● PASSAGE SHOWN:
For larger groups, an option is to rent the municipal government’s bamboo barge or “floating restaurant” with a maximum capacity of 120 people. The ride costs P1,000 per person, as this includes lunch and musical entertainment on board, but which requires prior booking through the local government. A 50-percent discount is given to schools holding educational trips.
There is not much to expect on the 45-minute cruise to the volcano for now, although improvements are in the pipeline. According to the tourism plan, Pansipit River can provide hours of relaxation as one enjoys the scenery and native flora and fauna along the way, so it needs to be rehabilitated.
The actual thrill begins on Volcano Island. As the boat docks on the shoreline of Alas-as, flocks of white herons soar as if to welcome the guests.
Bonifacio Pangilinan, a caretaker assigned by the municipality, said it is best to go there around 8 a.m., when the birds are seen in flight. As the sun goes down by 4 p.m., the birds descend closer to the water to catch fish.
Apart from herons, kingfishers, waterfowl and wild ducks abound, although the government has yet to complete its inventory of bird species on the island.
“There are thousands of them already,” said Pangilinan. He said the influx of migratory birds was first observed sometime in 2007 after the local government banned bird hunting and began reforesting parts of the island.
The tourists may either ride a horse accompanied by a guide (P500 per person) or trek the rolling terrain of volcanic, loose soil once they reach the island. Trekkers are still required to hire a guide (P500 for the group) for safety purposes.
Marina Arakelova, 27, a Russian tourist, said she and her friends preferred the “extreme trip” of hiking, before hitting the beaches in other parts of the country.
The guide brings the tourists first to the 1965 crater, also called Mt. Tabaro, and then on to the 1911 crater, to show the large, dark-colored basaltic rocks that resulted from lava flow. Along the trail, there is a rest area where one can buy cold bottled water and soda for P30 each.
The tour takes about 45 minutes on a horse and a little longer on foot, to reach the final destination—the main crater, a 1.9-square-km, blue-green lake with a depth of about 75-80 meters.
Locals refer to it as the luwang, the Filipino word for spacious or immense. “It’s also called ‘a lake within the lake,’” said Victor Mercado, Taal Protected area superintendent. In 1996, the entire Taal Lake and Volcano Island (62,292-hectares) was declared a protected area, under the PAMB.
Some locals also offer a 20-minute boat tour in the luwang for a fee of P300/person for Filipinos and P500/person for foreigners. The fees include rent for life vests.

● WORK INSTRUCTIONS:
(A) List every kind of bird named in the passage about the Taal Volcano trip.
(B) Quote the part of the Taal Volcano passage between "The tourists may" and "for P30 each.", inclusive.

Items from a data source
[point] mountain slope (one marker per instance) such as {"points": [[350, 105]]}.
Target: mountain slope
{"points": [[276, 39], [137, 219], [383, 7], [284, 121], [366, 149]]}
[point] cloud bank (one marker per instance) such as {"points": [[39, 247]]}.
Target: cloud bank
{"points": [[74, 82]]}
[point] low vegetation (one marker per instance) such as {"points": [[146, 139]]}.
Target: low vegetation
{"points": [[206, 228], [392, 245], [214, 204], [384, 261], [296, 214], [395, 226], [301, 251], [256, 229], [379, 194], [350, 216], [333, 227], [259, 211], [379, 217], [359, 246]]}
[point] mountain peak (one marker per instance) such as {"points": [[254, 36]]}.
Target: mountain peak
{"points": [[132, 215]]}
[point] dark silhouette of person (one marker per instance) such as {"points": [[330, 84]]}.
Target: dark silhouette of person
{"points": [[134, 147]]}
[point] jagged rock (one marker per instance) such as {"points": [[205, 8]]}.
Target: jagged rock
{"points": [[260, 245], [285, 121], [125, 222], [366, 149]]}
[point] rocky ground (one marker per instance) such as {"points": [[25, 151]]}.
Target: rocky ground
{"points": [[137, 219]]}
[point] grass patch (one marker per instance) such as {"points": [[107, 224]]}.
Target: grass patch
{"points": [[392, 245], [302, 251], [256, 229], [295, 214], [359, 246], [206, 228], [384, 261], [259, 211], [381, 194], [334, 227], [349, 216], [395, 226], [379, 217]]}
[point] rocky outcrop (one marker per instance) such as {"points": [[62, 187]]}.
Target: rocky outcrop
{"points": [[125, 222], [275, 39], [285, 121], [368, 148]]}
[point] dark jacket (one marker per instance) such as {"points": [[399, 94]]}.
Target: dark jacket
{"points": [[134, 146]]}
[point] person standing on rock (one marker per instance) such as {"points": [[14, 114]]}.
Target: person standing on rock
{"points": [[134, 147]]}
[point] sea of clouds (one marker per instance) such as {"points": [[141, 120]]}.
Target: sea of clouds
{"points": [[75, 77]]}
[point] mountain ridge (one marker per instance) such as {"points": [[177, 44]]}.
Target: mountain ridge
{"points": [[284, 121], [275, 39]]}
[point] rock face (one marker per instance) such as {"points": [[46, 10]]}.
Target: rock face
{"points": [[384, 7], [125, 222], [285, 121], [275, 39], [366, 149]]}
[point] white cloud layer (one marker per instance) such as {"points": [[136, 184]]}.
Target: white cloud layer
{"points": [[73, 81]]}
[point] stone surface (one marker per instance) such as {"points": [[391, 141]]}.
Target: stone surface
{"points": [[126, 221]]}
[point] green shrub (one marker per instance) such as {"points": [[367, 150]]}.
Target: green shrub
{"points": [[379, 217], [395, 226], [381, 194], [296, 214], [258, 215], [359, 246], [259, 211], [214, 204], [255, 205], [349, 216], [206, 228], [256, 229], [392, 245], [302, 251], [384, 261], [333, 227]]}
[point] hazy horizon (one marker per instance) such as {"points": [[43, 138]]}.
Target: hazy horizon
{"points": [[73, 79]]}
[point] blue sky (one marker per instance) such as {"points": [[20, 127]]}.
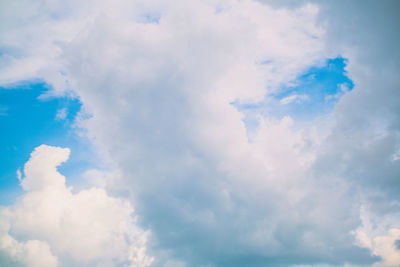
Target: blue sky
{"points": [[29, 119], [191, 152], [315, 93]]}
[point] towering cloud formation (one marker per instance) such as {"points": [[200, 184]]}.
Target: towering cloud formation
{"points": [[159, 79], [49, 225]]}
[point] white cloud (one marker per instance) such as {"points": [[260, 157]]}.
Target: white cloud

● YOUR RESPONSES:
(A) White herons, kingfishers, waterfowl, wild ducks

(B)
The tourists may either ride a horse accompanied by a guide (P500 per person) or trek the rolling terrain of volcanic, loose soil once they reach the island. Trekkers are still required to hire a guide (P500 for the group) for safety purposes.
Marina Arakelova, 27, a Russian tourist, said she and her friends preferred the “extreme trip” of hiking, before hitting the beaches in other parts of the country.
The guide brings the tourists first to the 1965 crater, also called Mt. Tabaro, and then on to the 1911 crater, to show the large, dark-colored basaltic rocks that resulted from lava flow. Along the trail, there is a rest area where one can buy cold bottled water and soda for P30 each.